» **Requests**
#1 Answer these questions from the passage on U.S. climate policy, one answer per line, marked (a), (b), (c):
(a) Which plan does the passage name as part of President Obama's Climate Action Plan?
(b) What does the abbreviation GHG stand for?
(c) What are many environmental organizations and think tanks considering?
#2 Write the next part of the passage on U.S. climate policy, picking up after its final sentence.

» **Extracted text**
──────
While on the campaign trail, President Trump made several statements suggesting that he will seek to reverse many of the regulations and guidance documents that constitute President Obama’s Climate Action Plan, including the Clean Power Plan. Recent actions and statements by the Trump Administration have further signaled the potential for a significant reversal of U.S. climate policy. Given that the new Administration is unlikely to pursue further policies aimed at cutting greenhouse gas (GHG) emissions, and may even attempt to roll back some existing regulations, many environmental organizations and think tanks are considering alternative measures to achieve emission reductions.
──────
» **Raw records**
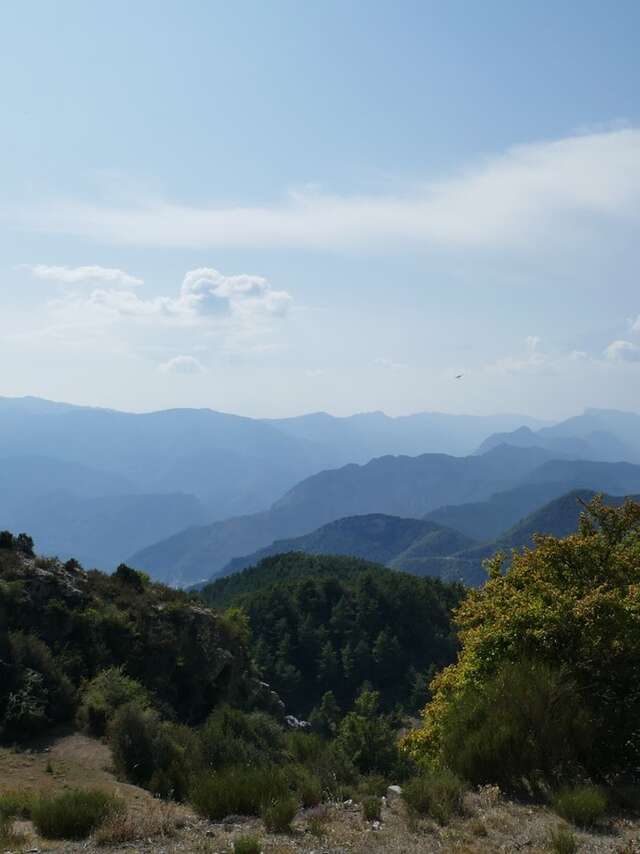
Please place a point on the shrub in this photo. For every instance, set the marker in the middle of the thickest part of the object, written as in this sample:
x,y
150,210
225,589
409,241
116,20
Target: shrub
x,y
367,738
373,784
16,803
279,813
371,808
563,841
8,837
525,722
246,845
582,805
232,737
104,695
236,791
132,733
127,826
41,693
73,814
434,793
317,822
569,601
306,784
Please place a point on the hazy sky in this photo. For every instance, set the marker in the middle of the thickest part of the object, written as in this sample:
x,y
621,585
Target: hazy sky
x,y
277,207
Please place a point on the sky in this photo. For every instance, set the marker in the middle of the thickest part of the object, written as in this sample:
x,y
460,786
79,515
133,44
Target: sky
x,y
272,208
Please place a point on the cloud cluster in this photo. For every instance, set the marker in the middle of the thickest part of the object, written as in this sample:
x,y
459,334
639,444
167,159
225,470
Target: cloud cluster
x,y
544,191
210,310
76,275
205,295
186,365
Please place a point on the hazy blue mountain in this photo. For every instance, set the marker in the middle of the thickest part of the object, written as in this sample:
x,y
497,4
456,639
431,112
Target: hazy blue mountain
x,y
558,517
395,486
486,520
233,465
374,537
100,531
597,434
358,438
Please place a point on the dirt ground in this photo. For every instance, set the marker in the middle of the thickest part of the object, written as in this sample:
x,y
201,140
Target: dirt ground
x,y
490,823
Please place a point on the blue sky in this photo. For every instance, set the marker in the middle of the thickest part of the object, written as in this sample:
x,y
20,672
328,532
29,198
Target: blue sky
x,y
271,208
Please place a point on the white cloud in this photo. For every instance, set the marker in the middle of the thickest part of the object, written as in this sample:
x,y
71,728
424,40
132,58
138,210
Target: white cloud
x,y
182,365
75,275
547,190
622,351
204,294
533,361
235,314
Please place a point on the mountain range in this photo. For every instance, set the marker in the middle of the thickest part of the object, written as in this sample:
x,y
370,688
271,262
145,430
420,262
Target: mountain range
x,y
411,487
598,434
183,492
421,547
99,484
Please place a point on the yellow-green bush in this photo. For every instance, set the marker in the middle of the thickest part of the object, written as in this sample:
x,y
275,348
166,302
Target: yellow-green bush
x,y
73,814
573,603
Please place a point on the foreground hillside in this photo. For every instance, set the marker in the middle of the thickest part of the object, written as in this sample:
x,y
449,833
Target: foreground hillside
x,y
528,741
490,822
61,626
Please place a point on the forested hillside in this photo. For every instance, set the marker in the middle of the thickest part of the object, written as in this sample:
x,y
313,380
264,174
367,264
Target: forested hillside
x,y
326,623
61,626
376,537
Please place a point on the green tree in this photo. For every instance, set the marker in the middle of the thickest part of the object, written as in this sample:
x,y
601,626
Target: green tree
x,y
572,603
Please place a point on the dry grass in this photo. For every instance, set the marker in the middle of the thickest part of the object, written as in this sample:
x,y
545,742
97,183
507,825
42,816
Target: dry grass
x,y
10,839
160,821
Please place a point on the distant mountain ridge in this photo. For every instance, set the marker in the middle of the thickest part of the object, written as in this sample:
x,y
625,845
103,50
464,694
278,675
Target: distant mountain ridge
x,y
396,486
558,518
374,537
220,465
598,434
──────
» **Task-by-task outputs**
#1
(a) The Clean Power Plan.
(b) Greenhouse gas.
(c) Alternative measures to achieve emission reductions.

#2
In January 2017, members of Duke University’s Nicholas Institute for Environmental Policy Solutions released a working paper (“Duke Working Paper”) concluding that if the Clean Power Plan were to be reversed by a Court or withdrawn by the Trump Administration, “stakeholders are likely to litigate to force EPA to use other authorities under the Clean Air Act to regulate GHG emissions.” Specifically, the new Duke Working Paper examines the possibility of using the Clean Air Act’s (CAA) National Ambient Air Quality Standards (NAAQS) program to regulate GHGs, and discusses the differences between the Clean Power Plan, and a possible GHG NAAQS. While it is unclear whether the use of a GHG NAAQS will gain any traction, the Duke Working Paper provides an example of one of the alternative avenues for climate action that environmental groups may pursue during the next Administration. 

The Clean Power Plan

As discussed in greater detail in this previous post, EPA published the Clean Power Plan on August 3, 2015. The rule calls on each state to reconfigure its electrical generation portfolio to achieve the standards of performance for carbon dioxide (CO2) emissions that EPA has determined to be achievable from an idealized generation portfolio for each state. The Clean Power Plan applies to existing power plants and was promulgated under section 111(d) of the CAA. The Clean Power Plan is considered a cornerstone of the Obama Administration’s climate policy.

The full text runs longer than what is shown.